> _About this task_:
Your job is to copy the lines from the material that include "each".

> _Data for processing_:
---*---

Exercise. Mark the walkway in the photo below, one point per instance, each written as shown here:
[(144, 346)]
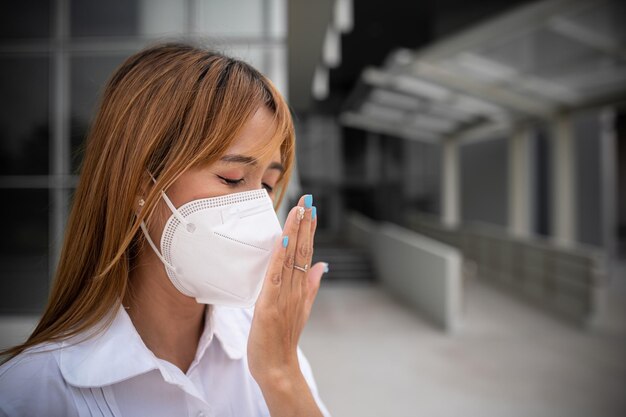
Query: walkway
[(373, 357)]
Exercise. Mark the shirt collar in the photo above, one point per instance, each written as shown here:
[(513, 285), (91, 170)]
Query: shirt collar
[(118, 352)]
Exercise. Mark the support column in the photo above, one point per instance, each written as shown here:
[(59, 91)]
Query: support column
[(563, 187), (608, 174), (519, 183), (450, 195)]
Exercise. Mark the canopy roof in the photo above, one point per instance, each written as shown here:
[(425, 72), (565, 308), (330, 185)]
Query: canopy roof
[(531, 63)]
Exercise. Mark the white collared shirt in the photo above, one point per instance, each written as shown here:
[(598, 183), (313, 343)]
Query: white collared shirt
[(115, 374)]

---*---

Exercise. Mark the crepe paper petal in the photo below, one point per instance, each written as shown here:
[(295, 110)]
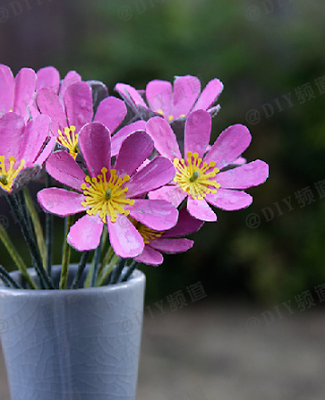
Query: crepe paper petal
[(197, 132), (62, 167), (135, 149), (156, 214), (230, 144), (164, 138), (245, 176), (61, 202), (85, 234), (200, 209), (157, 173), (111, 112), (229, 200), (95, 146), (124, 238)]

---*---

> _Solution to this exercise_:
Exercise. Mark the walkway in the photo below, one point per instance, each written as shown here:
Exercise. Mark the shirt collar in the photo above, one point per instance, each written as shown here:
Exercise. Mark the support column in the photo above, one point per instance, each written as shown here:
Exercise. Mark the canopy roof in the photo above, one point per instance, each written as shown here:
Exercise. Mark the white collared shirt in the photo above, one point per instance, each written as shown here:
Exercise. Mark the crepe paper petal in the photo below, one point per instance, each written as shown here:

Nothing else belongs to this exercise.